**TO BE DONE**. In the data that follows, find the line containing "and white chevron"; then quote that line and every line after it, exactly, through the last one.
# start of DATA TO USE
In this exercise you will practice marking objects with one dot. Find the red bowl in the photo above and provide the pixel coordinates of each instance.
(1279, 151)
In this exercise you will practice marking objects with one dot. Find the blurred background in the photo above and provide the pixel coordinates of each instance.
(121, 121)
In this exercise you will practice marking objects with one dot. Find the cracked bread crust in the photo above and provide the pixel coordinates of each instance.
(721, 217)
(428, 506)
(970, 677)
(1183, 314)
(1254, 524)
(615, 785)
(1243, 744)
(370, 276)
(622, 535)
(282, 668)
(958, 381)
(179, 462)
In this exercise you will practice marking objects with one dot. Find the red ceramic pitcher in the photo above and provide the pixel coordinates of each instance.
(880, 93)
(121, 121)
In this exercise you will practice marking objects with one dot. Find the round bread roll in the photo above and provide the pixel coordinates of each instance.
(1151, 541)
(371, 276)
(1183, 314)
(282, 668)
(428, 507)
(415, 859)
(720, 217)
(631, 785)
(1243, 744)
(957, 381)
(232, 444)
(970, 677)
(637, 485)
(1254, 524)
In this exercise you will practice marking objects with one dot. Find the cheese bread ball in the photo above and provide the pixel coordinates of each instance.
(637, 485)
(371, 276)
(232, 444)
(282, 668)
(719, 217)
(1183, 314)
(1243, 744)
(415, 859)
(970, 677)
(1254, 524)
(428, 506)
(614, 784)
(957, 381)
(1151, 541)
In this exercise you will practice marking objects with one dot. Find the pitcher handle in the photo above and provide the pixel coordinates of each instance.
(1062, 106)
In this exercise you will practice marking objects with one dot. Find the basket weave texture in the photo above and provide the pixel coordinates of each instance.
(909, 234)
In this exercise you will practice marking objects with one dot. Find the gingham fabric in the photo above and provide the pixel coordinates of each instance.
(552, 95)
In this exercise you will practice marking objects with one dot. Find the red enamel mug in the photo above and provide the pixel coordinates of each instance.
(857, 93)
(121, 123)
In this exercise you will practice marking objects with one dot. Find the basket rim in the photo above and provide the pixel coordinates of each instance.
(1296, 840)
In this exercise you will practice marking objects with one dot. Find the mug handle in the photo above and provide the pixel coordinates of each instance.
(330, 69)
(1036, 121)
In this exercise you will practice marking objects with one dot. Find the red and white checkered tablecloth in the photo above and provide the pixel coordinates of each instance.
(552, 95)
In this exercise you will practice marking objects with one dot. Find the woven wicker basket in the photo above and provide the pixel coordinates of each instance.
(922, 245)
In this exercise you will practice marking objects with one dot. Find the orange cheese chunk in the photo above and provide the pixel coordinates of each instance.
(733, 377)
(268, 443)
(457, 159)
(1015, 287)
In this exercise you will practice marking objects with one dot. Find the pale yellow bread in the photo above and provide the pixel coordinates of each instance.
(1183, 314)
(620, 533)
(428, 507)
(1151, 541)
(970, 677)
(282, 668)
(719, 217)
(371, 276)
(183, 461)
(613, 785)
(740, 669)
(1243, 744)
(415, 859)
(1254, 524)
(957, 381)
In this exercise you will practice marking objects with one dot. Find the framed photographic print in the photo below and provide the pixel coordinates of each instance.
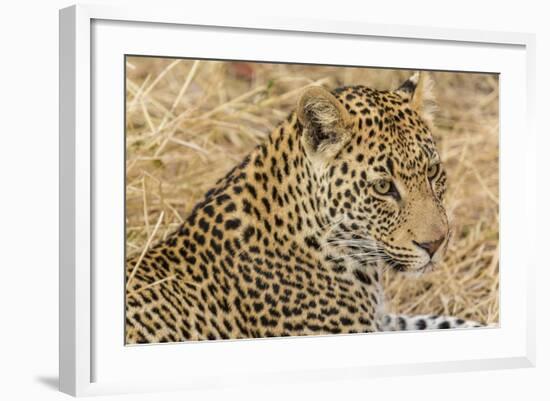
(315, 201)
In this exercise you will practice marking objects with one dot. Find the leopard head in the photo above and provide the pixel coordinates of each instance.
(380, 178)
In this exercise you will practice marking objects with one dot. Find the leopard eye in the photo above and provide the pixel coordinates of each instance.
(432, 171)
(382, 186)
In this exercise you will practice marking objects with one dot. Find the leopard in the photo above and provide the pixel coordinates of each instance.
(294, 240)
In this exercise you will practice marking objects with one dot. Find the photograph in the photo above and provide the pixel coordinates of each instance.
(268, 199)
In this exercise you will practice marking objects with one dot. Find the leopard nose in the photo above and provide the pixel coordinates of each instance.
(430, 247)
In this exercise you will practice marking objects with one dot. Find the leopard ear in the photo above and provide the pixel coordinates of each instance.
(324, 120)
(418, 91)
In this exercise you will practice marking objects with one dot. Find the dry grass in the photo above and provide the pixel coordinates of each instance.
(189, 122)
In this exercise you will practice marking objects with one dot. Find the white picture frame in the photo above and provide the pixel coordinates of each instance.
(91, 362)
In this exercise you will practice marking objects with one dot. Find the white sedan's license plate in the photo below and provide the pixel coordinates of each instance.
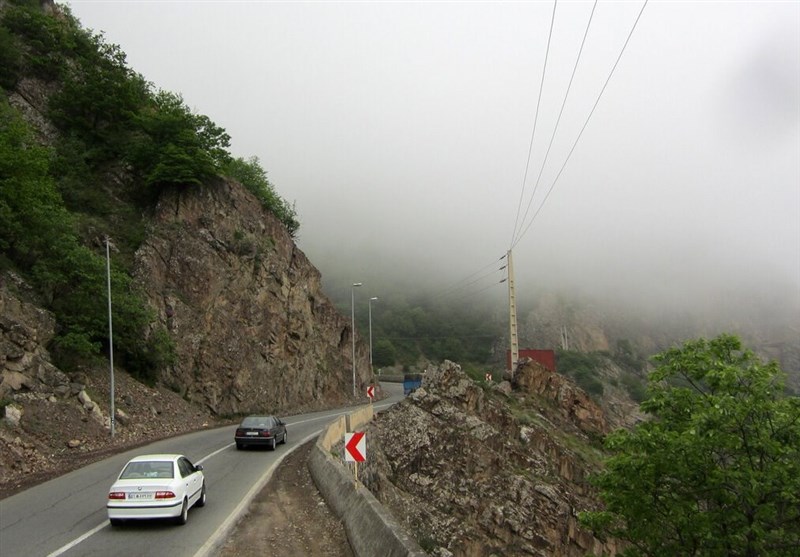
(140, 495)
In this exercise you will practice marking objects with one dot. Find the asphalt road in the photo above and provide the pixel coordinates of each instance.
(67, 515)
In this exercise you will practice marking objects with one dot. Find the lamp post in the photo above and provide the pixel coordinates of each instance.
(110, 336)
(353, 322)
(373, 299)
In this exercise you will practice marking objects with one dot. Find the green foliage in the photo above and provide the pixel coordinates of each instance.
(384, 353)
(716, 470)
(98, 100)
(635, 387)
(176, 147)
(252, 176)
(46, 40)
(37, 233)
(10, 58)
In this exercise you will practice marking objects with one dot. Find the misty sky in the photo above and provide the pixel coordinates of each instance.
(402, 132)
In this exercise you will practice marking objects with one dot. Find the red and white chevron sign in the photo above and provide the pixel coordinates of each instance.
(355, 446)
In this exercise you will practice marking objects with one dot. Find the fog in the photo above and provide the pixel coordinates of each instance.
(402, 131)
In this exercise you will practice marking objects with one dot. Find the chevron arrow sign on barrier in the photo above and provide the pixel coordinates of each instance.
(355, 445)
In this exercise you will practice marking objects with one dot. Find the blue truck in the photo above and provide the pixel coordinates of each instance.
(411, 382)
# end of DATA TO USE
**TASK RESULT**.
In this exercise you will practice marking objects with one dot. Find the red and white chevron sign in the photo above and provide the pixel coordinates of each instance.
(355, 446)
In this exercise you will practice marking objects with one dot. Find the fog in the photo above and provide the pixel coordinates of each instance.
(402, 131)
In this exercise you will practice marking objects with one dot. Find the chevron arrow sign on barrier in the photo above and provide the pixel coordinates of each instance.
(355, 445)
In this exercise you will practice marking objects with one dot. Find the blue truck in the photo above and provide the pixel coordinates of each instance.
(411, 382)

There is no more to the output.